▶ _Aim of the task_: In the entries below, find the line with "Target: city skyline" and the line with "of the building". Return those two lines and all lines between them, exactly.
··· Data shown
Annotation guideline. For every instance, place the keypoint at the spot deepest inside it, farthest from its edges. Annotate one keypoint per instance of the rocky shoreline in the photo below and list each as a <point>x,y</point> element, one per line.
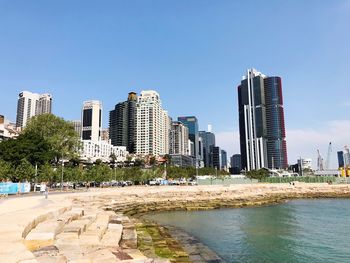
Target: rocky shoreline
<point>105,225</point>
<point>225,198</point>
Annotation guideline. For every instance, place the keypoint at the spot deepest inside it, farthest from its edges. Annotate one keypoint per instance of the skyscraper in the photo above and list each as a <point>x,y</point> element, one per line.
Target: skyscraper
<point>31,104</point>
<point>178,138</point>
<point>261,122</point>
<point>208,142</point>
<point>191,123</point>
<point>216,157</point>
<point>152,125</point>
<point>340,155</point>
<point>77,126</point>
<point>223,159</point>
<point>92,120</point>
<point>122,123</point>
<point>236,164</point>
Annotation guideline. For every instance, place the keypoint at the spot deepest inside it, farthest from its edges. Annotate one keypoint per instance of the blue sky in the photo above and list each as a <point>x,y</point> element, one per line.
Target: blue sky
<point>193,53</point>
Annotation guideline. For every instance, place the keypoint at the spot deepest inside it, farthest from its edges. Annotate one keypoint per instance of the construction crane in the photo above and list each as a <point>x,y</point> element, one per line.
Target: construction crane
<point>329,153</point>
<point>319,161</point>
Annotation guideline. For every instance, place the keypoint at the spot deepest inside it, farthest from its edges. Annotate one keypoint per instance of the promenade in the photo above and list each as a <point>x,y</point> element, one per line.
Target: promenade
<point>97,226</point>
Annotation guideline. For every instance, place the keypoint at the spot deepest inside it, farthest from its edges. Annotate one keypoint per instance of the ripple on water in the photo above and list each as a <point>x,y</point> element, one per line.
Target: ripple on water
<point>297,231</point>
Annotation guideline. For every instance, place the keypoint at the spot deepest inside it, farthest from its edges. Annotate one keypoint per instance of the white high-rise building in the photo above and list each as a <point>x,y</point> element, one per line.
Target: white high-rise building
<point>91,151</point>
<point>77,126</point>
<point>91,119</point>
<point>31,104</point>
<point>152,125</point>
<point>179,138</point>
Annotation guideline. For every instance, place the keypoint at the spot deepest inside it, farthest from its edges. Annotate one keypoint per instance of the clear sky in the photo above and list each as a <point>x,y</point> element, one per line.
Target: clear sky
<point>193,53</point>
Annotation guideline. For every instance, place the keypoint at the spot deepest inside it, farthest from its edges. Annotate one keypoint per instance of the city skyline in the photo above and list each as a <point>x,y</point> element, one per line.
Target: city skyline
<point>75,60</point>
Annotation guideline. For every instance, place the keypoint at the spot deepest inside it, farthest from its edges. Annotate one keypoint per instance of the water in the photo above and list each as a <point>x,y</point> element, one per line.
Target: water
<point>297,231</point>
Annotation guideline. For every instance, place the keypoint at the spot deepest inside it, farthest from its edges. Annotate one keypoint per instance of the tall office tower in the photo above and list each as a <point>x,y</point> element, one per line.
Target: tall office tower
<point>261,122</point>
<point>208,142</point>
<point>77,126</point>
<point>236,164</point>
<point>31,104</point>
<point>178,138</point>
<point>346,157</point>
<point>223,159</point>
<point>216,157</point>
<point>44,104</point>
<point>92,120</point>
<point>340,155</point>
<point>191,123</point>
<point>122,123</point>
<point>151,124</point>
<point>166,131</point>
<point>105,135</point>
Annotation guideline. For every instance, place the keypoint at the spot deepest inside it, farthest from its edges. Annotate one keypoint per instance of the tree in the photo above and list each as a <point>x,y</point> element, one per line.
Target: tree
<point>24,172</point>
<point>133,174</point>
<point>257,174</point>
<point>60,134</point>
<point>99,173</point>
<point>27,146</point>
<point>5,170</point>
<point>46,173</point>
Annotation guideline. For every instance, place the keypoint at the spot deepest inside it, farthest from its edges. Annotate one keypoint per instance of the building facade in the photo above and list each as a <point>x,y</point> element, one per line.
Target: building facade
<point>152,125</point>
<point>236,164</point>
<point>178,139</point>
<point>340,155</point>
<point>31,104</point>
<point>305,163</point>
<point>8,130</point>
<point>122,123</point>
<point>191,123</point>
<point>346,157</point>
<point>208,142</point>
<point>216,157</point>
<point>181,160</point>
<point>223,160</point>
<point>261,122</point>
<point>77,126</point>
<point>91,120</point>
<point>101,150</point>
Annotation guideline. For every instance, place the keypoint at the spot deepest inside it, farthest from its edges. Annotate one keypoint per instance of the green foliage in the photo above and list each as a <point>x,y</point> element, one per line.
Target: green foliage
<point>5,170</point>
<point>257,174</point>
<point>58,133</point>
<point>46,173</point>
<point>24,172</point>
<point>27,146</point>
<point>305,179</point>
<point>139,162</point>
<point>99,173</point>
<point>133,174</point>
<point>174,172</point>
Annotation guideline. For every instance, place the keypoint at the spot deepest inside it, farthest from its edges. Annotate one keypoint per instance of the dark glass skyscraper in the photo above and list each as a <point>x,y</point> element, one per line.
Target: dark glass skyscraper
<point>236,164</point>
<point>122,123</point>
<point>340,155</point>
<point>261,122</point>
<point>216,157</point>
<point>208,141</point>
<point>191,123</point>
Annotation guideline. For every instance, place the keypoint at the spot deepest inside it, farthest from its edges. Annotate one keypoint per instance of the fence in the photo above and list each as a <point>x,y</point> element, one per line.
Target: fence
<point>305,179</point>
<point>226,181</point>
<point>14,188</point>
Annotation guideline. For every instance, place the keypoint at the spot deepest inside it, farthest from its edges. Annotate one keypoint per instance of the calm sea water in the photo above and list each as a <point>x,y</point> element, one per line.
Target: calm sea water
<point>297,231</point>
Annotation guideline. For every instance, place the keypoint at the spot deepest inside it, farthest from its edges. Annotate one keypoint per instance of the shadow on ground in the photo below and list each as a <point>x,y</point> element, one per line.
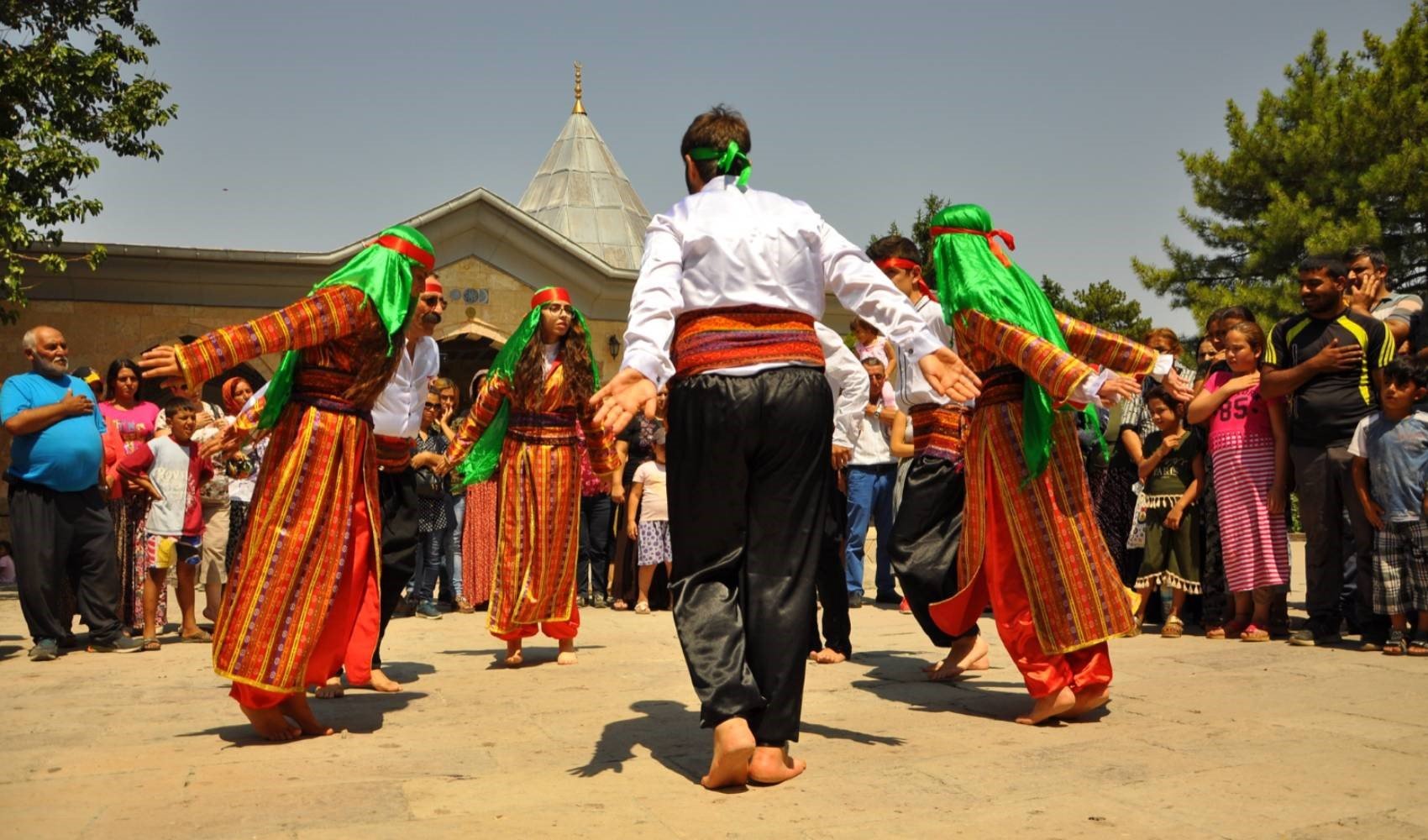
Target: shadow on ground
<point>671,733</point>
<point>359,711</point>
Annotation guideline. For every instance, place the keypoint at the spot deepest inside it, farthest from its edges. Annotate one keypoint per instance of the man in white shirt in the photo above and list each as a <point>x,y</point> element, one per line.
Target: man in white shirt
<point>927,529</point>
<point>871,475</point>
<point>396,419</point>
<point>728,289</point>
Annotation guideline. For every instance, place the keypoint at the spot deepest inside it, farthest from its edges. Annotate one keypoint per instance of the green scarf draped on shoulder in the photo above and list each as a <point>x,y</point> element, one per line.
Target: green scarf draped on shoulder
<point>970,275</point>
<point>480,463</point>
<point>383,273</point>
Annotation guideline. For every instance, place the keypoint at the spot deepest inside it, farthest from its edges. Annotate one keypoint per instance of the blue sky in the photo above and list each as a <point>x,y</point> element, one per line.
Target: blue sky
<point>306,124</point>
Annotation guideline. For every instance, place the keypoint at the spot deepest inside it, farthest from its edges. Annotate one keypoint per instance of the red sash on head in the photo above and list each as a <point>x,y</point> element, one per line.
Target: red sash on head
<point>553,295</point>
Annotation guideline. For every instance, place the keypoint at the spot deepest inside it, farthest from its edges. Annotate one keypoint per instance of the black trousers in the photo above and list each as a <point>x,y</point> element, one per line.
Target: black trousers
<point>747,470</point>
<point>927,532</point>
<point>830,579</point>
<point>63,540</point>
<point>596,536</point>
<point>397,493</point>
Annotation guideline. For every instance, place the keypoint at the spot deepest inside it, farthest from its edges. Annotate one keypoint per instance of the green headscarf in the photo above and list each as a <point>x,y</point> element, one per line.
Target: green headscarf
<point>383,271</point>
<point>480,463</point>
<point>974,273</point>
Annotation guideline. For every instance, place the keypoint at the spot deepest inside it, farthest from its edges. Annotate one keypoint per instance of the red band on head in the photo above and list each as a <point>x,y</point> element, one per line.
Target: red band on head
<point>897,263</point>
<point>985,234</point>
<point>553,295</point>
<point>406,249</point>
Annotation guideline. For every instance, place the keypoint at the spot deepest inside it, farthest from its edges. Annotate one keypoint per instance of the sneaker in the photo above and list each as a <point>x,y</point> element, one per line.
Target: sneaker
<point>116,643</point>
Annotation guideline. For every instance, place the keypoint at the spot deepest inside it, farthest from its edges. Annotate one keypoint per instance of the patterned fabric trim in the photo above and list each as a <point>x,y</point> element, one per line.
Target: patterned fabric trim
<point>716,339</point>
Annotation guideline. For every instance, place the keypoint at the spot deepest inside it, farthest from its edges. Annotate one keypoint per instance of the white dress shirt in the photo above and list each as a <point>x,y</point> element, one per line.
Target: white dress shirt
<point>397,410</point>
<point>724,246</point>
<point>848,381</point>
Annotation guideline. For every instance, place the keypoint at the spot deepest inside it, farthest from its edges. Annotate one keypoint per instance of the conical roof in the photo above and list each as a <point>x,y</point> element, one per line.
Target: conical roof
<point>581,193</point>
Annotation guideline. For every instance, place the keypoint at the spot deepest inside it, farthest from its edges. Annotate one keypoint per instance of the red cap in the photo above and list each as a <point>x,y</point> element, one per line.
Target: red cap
······
▶ _Exercise response_:
Target: city skyline
<point>75,60</point>
Annotation guideline. For every instance, place the keypoint at the spot deepest inside it, farthest from its edges. Annotate one keypoint per instance of the water in the photo above and list each as a <point>x,y</point> element, one per line.
Target: water
<point>297,231</point>
Annotation guideline. For every instance, place the keypoint at the spot deepest inside it, farthest from its edges. Annotate one keypoint per instance of the tall office tower in the photo above and list each as a <point>x,y</point> element, one per line.
Target: tall office tower
<point>261,122</point>
<point>208,142</point>
<point>77,126</point>
<point>236,164</point>
<point>31,104</point>
<point>178,138</point>
<point>346,157</point>
<point>223,159</point>
<point>216,157</point>
<point>44,104</point>
<point>92,120</point>
<point>340,155</point>
<point>191,123</point>
<point>122,123</point>
<point>151,124</point>
<point>166,131</point>
<point>105,135</point>
Annotation guideline. For every instance, place the keypoint at the spot deepest inside it, farthest from its edges. Annotate one keypoint per instance of the tree in the photo above and list each as a <point>x,y</point> element, one per line.
Target: tree
<point>24,172</point>
<point>133,174</point>
<point>257,174</point>
<point>60,134</point>
<point>99,173</point>
<point>27,146</point>
<point>5,170</point>
<point>46,173</point>
Annotation guideline. For every instance, place the keypoint at the spot deepest inside it, farthest from its edges. Annotate one keypoint per instance of the building facade in the photo above and list each as a <point>x,y</point> element, one per line.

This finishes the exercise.